■ **REQUIREMENT 1**: In the book review, by what age had Claire Bidwell Smith lost both her parents?
■ **REQUIREMENT 2**: Restate the book review word for word from "Smith’s lyrical prose" up to and including "and the afterlife.".
■ **REQUIREMENT 3**: Write the next part of the review of Claire Bidwell Smith's book, starting after its final sentence.

■ **TEXT SEGMENT**:
.....
A note to local Boston readers: Claire Bidwell Smith will be at Brookline Booksmith to talk about her book tonight at 7pm. According to the website, the event is free and open to the public.
It is easier for me to discuss Monty Python than suffering. I know this because when I am suffering and a friend asks me how I am doing, I respond, “I’m not dead yet!”, in my best fake British accent. I often relieve unwanted tension this way, matching a situation with a corresponding Monty Python skit, like a strange tic.
In After This: When Life is Over, Where Do We Go?, Claire Bidwell Smith holds up a mirror to our awkward responses to suffering and death, “…marveling at how much effort we, as a culture, put forth into welcoming a person into the world, and how much we shrink from helping them leave.” I am a birth doula focused on welcoming new life into this world. But the longer I work in this field, the more connected I feel to helping the living depart, and it was this desire that brought me to Smith’s book.
Smith’s lyrical prose is breathtaking and bittersweet, demonstrating a rare Monty Python-esque capacity for bringing to light the truth behind the seemingly absurd, and vice versa. Having lost both her parents by the age of 25, and two of her close friends to illness, her struggles—and her expertise as a grief therapist—lend credibility to her insights about grief and the afterlife.
.....
■ **EXTRACTED ENTRIES**:
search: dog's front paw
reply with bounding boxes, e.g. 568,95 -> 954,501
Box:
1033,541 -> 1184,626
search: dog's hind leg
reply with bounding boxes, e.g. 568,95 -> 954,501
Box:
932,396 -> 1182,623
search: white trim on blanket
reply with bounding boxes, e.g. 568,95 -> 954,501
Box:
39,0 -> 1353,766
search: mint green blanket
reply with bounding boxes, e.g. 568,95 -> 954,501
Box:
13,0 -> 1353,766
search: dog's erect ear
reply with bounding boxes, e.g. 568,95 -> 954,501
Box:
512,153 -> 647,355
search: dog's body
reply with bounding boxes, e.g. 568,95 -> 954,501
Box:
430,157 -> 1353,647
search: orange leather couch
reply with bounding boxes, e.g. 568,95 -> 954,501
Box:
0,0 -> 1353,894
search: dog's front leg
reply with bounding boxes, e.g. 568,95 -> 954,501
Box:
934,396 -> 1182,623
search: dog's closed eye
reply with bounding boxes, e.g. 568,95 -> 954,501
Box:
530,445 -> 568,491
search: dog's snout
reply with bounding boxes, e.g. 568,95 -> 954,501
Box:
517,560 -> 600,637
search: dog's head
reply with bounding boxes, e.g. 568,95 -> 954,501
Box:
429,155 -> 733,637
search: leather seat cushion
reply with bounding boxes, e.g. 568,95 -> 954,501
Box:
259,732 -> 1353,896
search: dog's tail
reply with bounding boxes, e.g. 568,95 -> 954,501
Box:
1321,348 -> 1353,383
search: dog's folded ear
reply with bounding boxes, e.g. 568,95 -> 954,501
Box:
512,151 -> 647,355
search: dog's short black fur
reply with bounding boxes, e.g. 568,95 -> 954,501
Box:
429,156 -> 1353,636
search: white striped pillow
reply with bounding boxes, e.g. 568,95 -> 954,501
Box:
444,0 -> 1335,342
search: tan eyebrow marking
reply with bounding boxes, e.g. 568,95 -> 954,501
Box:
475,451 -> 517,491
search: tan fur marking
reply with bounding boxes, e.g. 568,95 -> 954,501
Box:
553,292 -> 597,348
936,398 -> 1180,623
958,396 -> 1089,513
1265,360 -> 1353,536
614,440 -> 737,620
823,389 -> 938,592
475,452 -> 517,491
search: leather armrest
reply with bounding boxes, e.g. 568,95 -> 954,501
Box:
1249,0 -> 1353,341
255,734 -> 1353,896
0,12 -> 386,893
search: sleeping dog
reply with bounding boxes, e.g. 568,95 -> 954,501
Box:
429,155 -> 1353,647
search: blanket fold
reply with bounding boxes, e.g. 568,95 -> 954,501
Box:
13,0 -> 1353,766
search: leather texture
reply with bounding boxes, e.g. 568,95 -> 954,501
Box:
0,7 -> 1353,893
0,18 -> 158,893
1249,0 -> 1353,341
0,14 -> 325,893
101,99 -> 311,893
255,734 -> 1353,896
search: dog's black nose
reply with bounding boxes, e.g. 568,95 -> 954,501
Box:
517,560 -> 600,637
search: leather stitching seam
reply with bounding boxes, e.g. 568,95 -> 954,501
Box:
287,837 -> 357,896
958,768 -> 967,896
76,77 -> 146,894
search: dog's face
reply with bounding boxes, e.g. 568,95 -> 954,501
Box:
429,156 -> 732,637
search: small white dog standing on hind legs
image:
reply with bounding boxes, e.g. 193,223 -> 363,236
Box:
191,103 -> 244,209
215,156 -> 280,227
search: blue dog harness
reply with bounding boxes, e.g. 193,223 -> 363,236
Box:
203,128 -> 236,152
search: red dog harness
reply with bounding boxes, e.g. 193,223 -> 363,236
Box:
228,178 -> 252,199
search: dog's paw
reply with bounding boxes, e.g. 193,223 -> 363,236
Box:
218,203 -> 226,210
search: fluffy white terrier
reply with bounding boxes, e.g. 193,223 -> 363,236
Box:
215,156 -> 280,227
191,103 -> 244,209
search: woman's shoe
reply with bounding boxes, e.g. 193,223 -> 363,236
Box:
.....
■ **ANSWER SPACE 1**: By the age of 25.

■ **ANSWER SPACE 2**:
Smith’s lyrical prose is breathtaking and bittersweet, demonstrating a rare Monty Python-esque capacity for bringing to light the truth behind the seemingly absurd, and vice versa. Having lost both her parents by the age of 25, and two of her close friends to illness, her struggles—and her expertise as a grief therapist—lend credibility to her insights about grief and the afterlife.

■ **ANSWER SPACE 3**:
I read an advanced review copy of After This a few months ago. In the days since, I have spent more time staring off in space than I can recall since adolescence. Rabbi Harold Kushner wrote in his introduction to Viktor Frankl’s Man’s Search for Meaning, “If a book has one passage with the power to change a person’s life, it should be read and reread.” As my many highlighted passages can attest, After This deserves some quality rereading time.
“There’s a pathway to life enhancement that comes with thinking about death,” Smith tells us. Her permission to ponder death and to dwell on it—even consider it a positive thing—has been a revelatory gift to me. The sublime truth, after all, is that death is a part of life; perhaps Viktor Frankl was right that it is how we handle our response to this fact that dictates the meaning we derive and our capacity to cope with suffering. The topic of the afterlife tends to lean on sentimentality, but Smith pulls off a tone of hope without cliché, neither promising answers nor assuring us that everything happens for a reason. Instead, she offers a gentle, persistent reminder that ignoring the inevitability of loss doesn’t make it any less inevitable.
Smith visits psychic mediums as part of her attempt to grasp the concept of an afterlife. An avid follower of hers on Instagram since I read her excellent memoir, The Rules of Inheritance, I’ve been excited to read about her experiences with mediums ever since I first saw her photos of days spent in Cassadaga, Florida—a community of psychics and Spanish moss. In the book, I find some of the passages about mediums difficult to swallow. But Smith is a clever writer, encouraging thinking from all angles on the subject and offering up her own hesitation early on: “In my mind, [visiting a medium] seems to be a choice that must be born out of desperation.” (I wrote in the margin: Are psychic mediums just the latest magician fad?). She allows the reader to accompany her on an emotional, spiritual journey in which she puts her own social mores aside and approaches the subject of the afterlife with an open mind. I appreciate the candor it must have taken to bring readers along on such a leap of—dare I say—faith?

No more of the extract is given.